• **Excerpt provided**:
○ ○ ○ ○ ○
Getting to the heart of Glenn Gould
Gramophone
Monday, October 2, 2017
Leading musicians explain why, 35 years after his death, Glenn Gould remains a musical icon. Interviews by James McCarthy and Martin Cullingford
Vladimir Ashkenazy
The first time I became aware of Glenn Gould was in Moscow during his first tour in 1957. He was a sensation, of course, even though nobody knew him when he first arrived. His first concert was about half-full, but then the next one was sold out – and that was quite incredible. I also went to his performance for the students at the conservatoire. He presented us with Alban Berg and Schoenberg, music that was never played in Russia at that time because the Communist Party forbade it. And that was sensational because all of the students came and the directors of the conservatoire didn’t know what to do – they couldn’t stop him!
I met him on only one occasion. In the mid-1960s I played the Mozart Double Concerto with Malcolm Frager in Toronto. Glenn contacted us and said, ‘Why don’t we have lunch together?’ And so we did. Frager, Gould and I had lunch together for about an hour-and-a-half and he was extremely good company – very warm, very amusing; and it was really a great pleasure to talk to him. I’d heard about his concept of the ideal piano sound, about how he always wanted to find a piano that had a bass register which was very clear.
○ ○ ○ ○ ○
• **Data listing**:
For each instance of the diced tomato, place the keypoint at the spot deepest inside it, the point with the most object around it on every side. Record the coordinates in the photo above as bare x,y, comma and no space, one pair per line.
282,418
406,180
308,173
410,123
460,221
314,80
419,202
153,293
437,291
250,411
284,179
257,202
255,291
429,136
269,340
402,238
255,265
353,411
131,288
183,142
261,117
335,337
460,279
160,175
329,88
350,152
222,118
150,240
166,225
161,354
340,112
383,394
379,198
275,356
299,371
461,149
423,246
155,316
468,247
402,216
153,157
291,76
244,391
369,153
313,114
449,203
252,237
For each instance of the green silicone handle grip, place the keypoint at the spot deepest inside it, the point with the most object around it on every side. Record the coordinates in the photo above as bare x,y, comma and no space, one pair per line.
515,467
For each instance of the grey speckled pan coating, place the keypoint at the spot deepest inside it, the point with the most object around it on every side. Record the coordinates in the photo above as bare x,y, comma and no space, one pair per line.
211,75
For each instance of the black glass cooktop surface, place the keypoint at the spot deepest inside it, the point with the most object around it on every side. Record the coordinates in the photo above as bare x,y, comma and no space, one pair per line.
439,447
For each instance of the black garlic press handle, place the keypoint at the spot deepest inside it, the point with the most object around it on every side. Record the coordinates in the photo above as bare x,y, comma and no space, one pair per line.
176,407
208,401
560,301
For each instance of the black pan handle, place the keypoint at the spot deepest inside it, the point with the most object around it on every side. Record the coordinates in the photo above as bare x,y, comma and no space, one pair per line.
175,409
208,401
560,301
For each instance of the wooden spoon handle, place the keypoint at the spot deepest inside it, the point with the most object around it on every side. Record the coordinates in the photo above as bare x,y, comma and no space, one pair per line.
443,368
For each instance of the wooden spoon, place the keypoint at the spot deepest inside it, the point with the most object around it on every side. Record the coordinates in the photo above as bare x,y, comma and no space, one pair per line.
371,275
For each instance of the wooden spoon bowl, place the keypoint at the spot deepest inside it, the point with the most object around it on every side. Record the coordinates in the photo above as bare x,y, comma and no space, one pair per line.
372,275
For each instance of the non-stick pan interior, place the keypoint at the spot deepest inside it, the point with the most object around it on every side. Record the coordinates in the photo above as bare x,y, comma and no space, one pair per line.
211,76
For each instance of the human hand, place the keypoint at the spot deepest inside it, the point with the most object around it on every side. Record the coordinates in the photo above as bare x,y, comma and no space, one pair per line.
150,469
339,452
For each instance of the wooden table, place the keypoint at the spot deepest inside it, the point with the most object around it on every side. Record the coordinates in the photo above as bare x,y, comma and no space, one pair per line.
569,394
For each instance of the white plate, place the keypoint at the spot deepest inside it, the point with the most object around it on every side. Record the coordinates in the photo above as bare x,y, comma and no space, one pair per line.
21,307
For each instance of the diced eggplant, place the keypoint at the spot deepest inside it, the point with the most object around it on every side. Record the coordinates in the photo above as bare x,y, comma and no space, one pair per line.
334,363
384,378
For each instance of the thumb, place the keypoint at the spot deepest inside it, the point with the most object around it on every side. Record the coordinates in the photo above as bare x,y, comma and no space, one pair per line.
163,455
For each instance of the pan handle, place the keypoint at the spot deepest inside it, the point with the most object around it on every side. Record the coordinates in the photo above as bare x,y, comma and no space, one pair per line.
○ ○ ○ ○ ○
• **To-do list**:
1) Translate this sentence from the Gramophone piece on Glenn Gould into Spanish: "He was a sensation, of course, even though nobody knew him when he first arrived."
2) Rewrite the portion of the Gramophone piece on Glenn Gould starting with "I met him on" and going on through "was very clear.", with "Toronto" replaced by "Montreal".

• **Answers to the problems**:
1) Fue una sensación, por supuesto, aunque nadie lo conocía cuando llegó por primera vez.

2)
I met him on only one occasion. In the mid-1960s I played the Mozart Double Concerto with Malcolm Frager in Montreal. Glenn contacted us and said, ‘Why don’t we have lunch together?’ And so we did. Frager, Gould and I had lunch together for about an hour-and-a-half and he was extremely good company – very warm, very amusing; and it was really a great pleasure to talk to him. I’d heard about his concept of the ideal piano sound, about how he always wanted to find a piano that had a bass register which was very clear.